■ DOCUMENT SEGMENT
** begin **
The Short-Time Fourier Transform

Chris Tralie

Below are some notes about what we went over in class. We start by defining a method to compute the cosine and sine amplitudes for the DFT frequencies

In [1]:
import numpy as np
import matplotlib.pyplot as plt
import librosa
import IPython.display as ipd

def get_dft(x):
    """
    Return the non-redundant real/imaginary components
    of the DFT, expressed as amplitudes of sines/cosines
    involved
    
    Parameters
    ----------
    x: ndarray(N)
        A signal
    
    Returns
    -------
    cos_sum: ndarray(ceil(N/2)), sin_sums(ndarray(ceil(N/2)))
        DFT cosine/sine amplitudes
    """
    N = len(x)
    t = np.linspace(0, 1, N+1)[0:N]
    n_freqs = int(np.ceil(N/2))
    f = np.fft.fft(x)
    cos_sums = np.real(f)[0:n_freqs]/(N/2)
    sin_sums = -np.imag(f)[0:n_freqs]/(N/2)
    return cos_sums, sin_sums

Now, we load in an audio file of Prof. Tralie playing a chromatic scale on the violin, going through all 24 halfsteps over two octaves in order

In [2]:
x, sr = librosa.load("chromatic2octaves.wav")
ipd.Audio(x, rate=sr)
Out[2]:

When we look at the DFT amplitudes, however, everything gets blurred together, because there are many notes that happen at different times, so it's not easy to pick out any single note

In [3]:
x, sr = librosa.load("chromatic2octaves.wav")
N = len(x)
c, s = get_dft(x)
amps = np.sqrt(c**2 + s**2)
freqs = np.arange(len(c))*sr/len(x)
plt.plot(freqs, amps)
plt.xlabel("Frequency (hz)")
plt.ylabel("Amplitude")
plt.xlim([0, 4000])
ipd.Audio(x, rate=sr)
Out[3]:

Short-Time Fourier Transform

What we need is something where we compute the DFT on small chunks of audio so we can hone in on regions where the frequencies aren't changing too much. What this leads to is the notion of the Short-Time Fourier Transform, where we perform many DFTs on small chunks of audio. There are two parameteres that go into the STFT:

  • The window length, which is the length of a chunk of audio in samples that's processed

  • The hop length, which is the number of samples between windows as we jump from one to the next

Let's define a method that does this. We note that for audio with $N$ samples and an STFT with window length $w$ and hop length $h$, the number of windows is

$floor((N - w)/h) + 1$

We also define a special version of the STFT where we look at the amplitude only (no phase), which is referred to as a spectrogram

In [4]:
def specgram(x, w, h, sr):
    """
    Compute the "spectrogram" 
    (amplitudes of the short-time fourier transfrom)
    Parameters
    ----------
    x: ndarray(N)
** end **
■ JOB 1
Answer these questions about the Short-Time Fourier Transform notes:
(a) What is played in the audio file that gets loaded?
(b) How is the hop length defined?
(c) What is the amplitude-only version of the STFT called?

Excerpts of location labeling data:
** begin **
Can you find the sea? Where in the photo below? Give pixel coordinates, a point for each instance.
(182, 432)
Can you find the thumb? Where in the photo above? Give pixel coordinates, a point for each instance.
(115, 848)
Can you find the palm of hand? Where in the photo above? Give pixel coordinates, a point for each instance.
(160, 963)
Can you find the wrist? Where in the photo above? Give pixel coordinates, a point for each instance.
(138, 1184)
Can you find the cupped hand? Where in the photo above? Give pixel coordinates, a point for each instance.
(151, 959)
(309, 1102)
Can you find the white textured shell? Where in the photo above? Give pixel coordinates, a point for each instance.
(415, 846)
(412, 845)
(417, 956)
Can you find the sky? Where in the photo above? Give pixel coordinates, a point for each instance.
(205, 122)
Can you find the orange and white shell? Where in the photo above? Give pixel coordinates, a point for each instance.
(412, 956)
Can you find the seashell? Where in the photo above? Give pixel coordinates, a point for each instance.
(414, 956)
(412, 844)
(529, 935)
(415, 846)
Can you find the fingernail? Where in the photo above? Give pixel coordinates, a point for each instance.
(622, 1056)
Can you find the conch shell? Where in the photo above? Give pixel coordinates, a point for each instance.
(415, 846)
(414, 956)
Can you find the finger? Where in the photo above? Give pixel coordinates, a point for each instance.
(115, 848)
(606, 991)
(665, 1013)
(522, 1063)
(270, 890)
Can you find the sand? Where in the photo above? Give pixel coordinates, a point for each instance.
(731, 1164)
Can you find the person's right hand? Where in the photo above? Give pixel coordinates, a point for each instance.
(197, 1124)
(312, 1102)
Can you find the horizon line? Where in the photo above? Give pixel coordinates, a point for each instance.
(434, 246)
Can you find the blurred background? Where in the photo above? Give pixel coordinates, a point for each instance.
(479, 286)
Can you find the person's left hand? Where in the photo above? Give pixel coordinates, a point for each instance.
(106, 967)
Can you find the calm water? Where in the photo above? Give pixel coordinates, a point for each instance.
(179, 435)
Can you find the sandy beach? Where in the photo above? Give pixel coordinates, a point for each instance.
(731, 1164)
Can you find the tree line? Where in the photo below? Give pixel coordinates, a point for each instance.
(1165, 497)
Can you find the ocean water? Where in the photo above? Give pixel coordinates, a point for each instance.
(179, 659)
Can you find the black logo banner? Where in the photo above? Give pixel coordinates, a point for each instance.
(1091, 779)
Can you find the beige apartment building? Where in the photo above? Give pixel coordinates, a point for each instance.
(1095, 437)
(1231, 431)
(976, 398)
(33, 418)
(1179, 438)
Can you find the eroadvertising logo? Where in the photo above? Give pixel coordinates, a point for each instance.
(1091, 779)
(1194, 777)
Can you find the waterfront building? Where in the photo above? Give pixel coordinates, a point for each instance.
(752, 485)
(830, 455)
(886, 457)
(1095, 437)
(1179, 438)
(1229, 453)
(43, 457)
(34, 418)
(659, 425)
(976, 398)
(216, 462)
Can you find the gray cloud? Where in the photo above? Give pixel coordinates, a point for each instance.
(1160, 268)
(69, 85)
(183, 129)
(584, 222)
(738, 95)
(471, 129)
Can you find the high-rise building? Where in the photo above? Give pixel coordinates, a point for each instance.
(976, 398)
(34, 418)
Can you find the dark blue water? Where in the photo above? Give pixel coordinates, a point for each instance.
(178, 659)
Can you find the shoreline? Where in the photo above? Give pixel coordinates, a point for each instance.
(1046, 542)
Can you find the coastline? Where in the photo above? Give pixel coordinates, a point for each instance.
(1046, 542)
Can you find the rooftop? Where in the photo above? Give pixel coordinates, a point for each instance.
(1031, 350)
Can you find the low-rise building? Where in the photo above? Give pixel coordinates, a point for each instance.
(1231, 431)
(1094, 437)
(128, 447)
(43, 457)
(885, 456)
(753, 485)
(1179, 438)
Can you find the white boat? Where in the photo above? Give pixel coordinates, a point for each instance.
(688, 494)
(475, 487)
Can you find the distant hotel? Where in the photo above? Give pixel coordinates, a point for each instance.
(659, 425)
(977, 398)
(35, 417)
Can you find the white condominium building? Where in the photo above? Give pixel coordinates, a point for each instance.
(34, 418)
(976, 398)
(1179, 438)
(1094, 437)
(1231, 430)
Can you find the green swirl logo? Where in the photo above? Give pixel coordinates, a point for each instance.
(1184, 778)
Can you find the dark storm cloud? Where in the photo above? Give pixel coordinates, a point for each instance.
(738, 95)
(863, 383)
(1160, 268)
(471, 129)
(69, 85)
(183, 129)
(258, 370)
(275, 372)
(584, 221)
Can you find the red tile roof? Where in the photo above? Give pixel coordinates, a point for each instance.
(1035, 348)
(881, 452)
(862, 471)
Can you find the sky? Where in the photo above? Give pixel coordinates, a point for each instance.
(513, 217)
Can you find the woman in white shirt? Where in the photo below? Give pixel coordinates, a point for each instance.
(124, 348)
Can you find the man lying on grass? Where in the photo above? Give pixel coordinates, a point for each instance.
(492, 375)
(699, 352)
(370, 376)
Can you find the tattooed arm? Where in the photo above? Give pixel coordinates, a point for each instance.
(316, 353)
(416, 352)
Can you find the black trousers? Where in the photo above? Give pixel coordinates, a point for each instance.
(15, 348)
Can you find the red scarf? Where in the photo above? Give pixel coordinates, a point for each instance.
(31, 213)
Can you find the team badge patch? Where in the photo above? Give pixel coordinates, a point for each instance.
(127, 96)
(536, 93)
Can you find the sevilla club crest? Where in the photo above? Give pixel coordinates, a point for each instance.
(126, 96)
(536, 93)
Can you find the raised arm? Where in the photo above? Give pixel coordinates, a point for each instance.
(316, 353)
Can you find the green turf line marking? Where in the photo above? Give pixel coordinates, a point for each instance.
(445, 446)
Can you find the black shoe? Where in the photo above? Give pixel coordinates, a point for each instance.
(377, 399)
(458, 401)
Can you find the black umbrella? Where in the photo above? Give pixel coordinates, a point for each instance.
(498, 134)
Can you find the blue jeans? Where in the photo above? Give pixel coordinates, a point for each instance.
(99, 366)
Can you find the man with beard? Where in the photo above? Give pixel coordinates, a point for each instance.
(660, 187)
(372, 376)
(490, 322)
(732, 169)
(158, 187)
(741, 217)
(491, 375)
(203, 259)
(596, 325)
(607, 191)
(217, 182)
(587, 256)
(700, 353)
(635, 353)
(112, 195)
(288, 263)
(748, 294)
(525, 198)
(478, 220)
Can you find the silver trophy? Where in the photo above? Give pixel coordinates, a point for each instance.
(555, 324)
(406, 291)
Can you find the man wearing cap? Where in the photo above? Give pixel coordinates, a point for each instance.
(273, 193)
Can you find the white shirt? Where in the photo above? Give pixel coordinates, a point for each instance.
** end **
■ JOB 2
Rewrite the labeling rows as a two-column CSV with columns "request" and "point". Cover only the rows from the line containing "Can you find the dark blue" through the line containing "(1031, 350)", both included. Give one CSV row per request, with each field quoted and any line breaks replaced by spaces.

■ EXERCISE ANSWER 1
(a) A chromatic scale on the violin, going through all 24 half steps over two octaves in order.
(b) The number of samples between windows as we jump from one to the next.
(c) A spectrogram.

■ EXERCISE ANSWER 2
request,point
"Can you find the dark blue water? Where in the photo above? Give pixel coordinates, a point for each instance.","(178, 659)"
"Can you find the shoreline? Where in the photo above? Give pixel coordinates, a point for each instance.","(1046, 542)"
"Can you find the coastline? Where in the photo above? Give pixel coordinates, a point for each instance.","(1046, 542)"
"Can you find the rooftop? Where in the photo above? Give pixel coordinates, a point for each instance.","(1031, 350)"